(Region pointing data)

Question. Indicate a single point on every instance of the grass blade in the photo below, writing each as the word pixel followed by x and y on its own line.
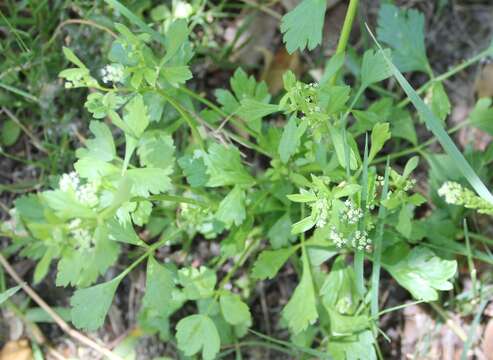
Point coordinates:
pixel 434 124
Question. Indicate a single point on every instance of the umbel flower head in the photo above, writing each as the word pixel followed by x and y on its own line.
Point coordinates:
pixel 455 194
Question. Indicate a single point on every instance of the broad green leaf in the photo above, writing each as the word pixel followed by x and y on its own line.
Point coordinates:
pixel 374 68
pixel 124 233
pixel 419 270
pixel 8 293
pixel 10 132
pixel 403 31
pixel 379 135
pixel 434 124
pixel 156 150
pixel 290 139
pixel 301 310
pixel 90 305
pixel 102 146
pixel 232 208
pixel 159 287
pixel 197 283
pixel 252 109
pixel 135 115
pixel 224 167
pixel 147 181
pixel 176 75
pixel 302 27
pixel 270 261
pixel 438 101
pixel 235 311
pixel 482 115
pixel 198 332
pixel 194 169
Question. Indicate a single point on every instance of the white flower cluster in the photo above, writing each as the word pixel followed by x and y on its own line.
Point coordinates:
pixel 112 73
pixel 81 235
pixel 351 213
pixel 452 192
pixel 361 241
pixel 86 194
pixel 321 207
pixel 337 238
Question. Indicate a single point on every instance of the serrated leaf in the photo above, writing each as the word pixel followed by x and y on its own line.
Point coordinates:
pixel 403 31
pixel 194 169
pixel 235 311
pixel 198 332
pixel 302 27
pixel 156 150
pixel 269 262
pixel 290 139
pixel 135 115
pixel 232 208
pixel 374 67
pixel 90 305
pixel 252 109
pixel 301 310
pixel 100 147
pixel 197 283
pixel 177 74
pixel 379 135
pixel 224 167
pixel 419 270
pixel 146 181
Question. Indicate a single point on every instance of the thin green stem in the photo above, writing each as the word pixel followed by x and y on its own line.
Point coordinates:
pixel 346 30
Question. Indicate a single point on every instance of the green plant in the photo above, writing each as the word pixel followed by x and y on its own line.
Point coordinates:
pixel 161 170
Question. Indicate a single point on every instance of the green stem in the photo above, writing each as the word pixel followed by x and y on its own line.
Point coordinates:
pixel 346 30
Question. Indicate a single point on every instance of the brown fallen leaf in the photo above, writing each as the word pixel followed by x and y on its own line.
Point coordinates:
pixel 16 350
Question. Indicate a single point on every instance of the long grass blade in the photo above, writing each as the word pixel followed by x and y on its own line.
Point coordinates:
pixel 434 124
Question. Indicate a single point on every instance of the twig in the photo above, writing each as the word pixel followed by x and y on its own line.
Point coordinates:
pixel 58 320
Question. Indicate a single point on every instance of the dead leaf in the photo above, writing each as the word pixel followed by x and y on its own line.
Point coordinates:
pixel 16 350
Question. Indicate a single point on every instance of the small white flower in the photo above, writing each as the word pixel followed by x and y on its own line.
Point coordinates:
pixel 69 181
pixel 451 191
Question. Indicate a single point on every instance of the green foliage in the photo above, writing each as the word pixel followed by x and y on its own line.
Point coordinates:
pixel 264 188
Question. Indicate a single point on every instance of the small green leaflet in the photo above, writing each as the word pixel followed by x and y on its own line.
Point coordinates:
pixel 176 75
pixel 419 270
pixel 196 332
pixel 197 283
pixel 100 147
pixel 403 31
pixel 232 208
pixel 90 305
pixel 290 139
pixel 8 293
pixel 135 115
pixel 302 27
pixel 146 181
pixel 301 310
pixel 269 262
pixel 224 167
pixel 374 68
pixel 159 286
pixel 235 311
pixel 379 135
pixel 194 169
pixel 156 149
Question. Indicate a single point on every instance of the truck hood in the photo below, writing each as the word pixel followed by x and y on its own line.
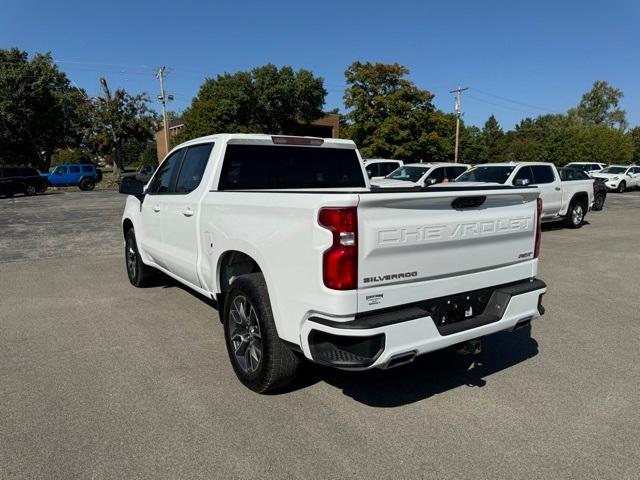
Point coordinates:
pixel 390 183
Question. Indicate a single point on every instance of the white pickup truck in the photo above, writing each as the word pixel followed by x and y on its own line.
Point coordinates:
pixel 305 261
pixel 568 200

*TASK OBJECTIVE*
Please give the records again word for word, omitting all images.

*RESULT FOR THIS TASK*
Question. Indicate a single point on every instance of the grass blade in the photo below, writing each as the word pixel followed by x and y on its own line.
Point coordinates:
pixel 434 124
Question. Indicate a single point on every instance of the umbel flower head in the photo above, writing each as the word pixel followed by x and y on its own line.
Point coordinates:
pixel 455 194
Question. Indicate a single point on every instance of the broad green leaf in the photo above, writing each as the word pixel followed by x and y on its own line.
Point coordinates:
pixel 374 68
pixel 124 233
pixel 419 270
pixel 8 293
pixel 10 132
pixel 403 31
pixel 379 135
pixel 434 124
pixel 156 150
pixel 290 139
pixel 301 310
pixel 90 305
pixel 102 146
pixel 232 208
pixel 159 287
pixel 197 283
pixel 252 109
pixel 135 115
pixel 224 167
pixel 147 181
pixel 176 75
pixel 302 27
pixel 270 261
pixel 438 101
pixel 235 311
pixel 482 115
pixel 198 332
pixel 194 169
Question. Indicate a single point on every instance of the white flower cluster in the photo above, writing each as the word pixel followed by x and y on its own line.
Point coordinates:
pixel 112 73
pixel 81 235
pixel 351 213
pixel 452 192
pixel 361 241
pixel 86 194
pixel 321 207
pixel 337 238
Question. Indicate a single point on every instance of the serrated leaf in the photo above, writing each as the word pixel followed by x and y on its own line.
Point coordinates:
pixel 403 31
pixel 194 169
pixel 235 311
pixel 198 332
pixel 302 27
pixel 156 150
pixel 269 262
pixel 290 139
pixel 135 115
pixel 232 208
pixel 374 67
pixel 90 305
pixel 252 109
pixel 301 310
pixel 100 147
pixel 197 283
pixel 177 74
pixel 379 135
pixel 224 167
pixel 419 270
pixel 146 181
Question. Indicate a single point on every instance of the thin green stem in the photo above, writing each as the word pixel followed by x and y on its own line.
Point coordinates:
pixel 346 30
Question. Indicate a single point on every instance of the green plant in the photo above, writing each as the word pixel followed by x and y on its own line.
Point coordinates:
pixel 161 170
Question. Indicate a single point on every instance of the green stem in the photo above, writing each as the word pixel followed by x and y on its own line.
Point coordinates:
pixel 346 30
Question. Indicate a single point on every instance of the brown fallen leaf in the photo above, writing each as the word pixel followed by x and y on its own line.
Point coordinates:
pixel 16 350
Question. Indicate a single point on every instance of the long grass blade in the photo above, writing each as the word pixel followed by x and y on its own line.
Point coordinates:
pixel 434 124
Question. Indicate a single point on every instance of the twig in the photo above, writing each as the word pixel followed by x and y on its own line.
Point coordinates:
pixel 58 320
Question. Indicate a single point on every instance of the dead leaf in the photo above, writing each as the word pixel followed by x and y on its own line.
Point coordinates:
pixel 16 350
Question. Indicate a single point on every instance of the small white flower in the photo above, writing each as the word pixel followed by x and y on its own line.
Point coordinates:
pixel 69 181
pixel 451 191
Question. Indicate a single point on every instance of the green foliage in the photo above, writing each as the word pixel followed by x and y on its own line.
Point coordinates:
pixel 264 188
Question. Indicate a single point on every instance of the small green leaflet in the photo above, writing each as the word pixel followed by x and y on its own line.
Point coordinates:
pixel 176 75
pixel 419 270
pixel 196 332
pixel 197 283
pixel 100 147
pixel 403 31
pixel 232 208
pixel 90 305
pixel 290 139
pixel 8 293
pixel 135 115
pixel 302 27
pixel 146 181
pixel 301 310
pixel 269 262
pixel 224 167
pixel 374 68
pixel 159 286
pixel 235 311
pixel 379 135
pixel 194 169
pixel 156 149
Question. Indicate a single point on every instance of the truck hood in the photo below, writing each as the word pixel followed by x and y on its own line.
Point coordinates:
pixel 390 183
Question. Indicate a single point on every instance of the white pickup truck in the photo above, writing each as the word pixel followed by x and y on its own line.
Point coordinates:
pixel 305 261
pixel 568 200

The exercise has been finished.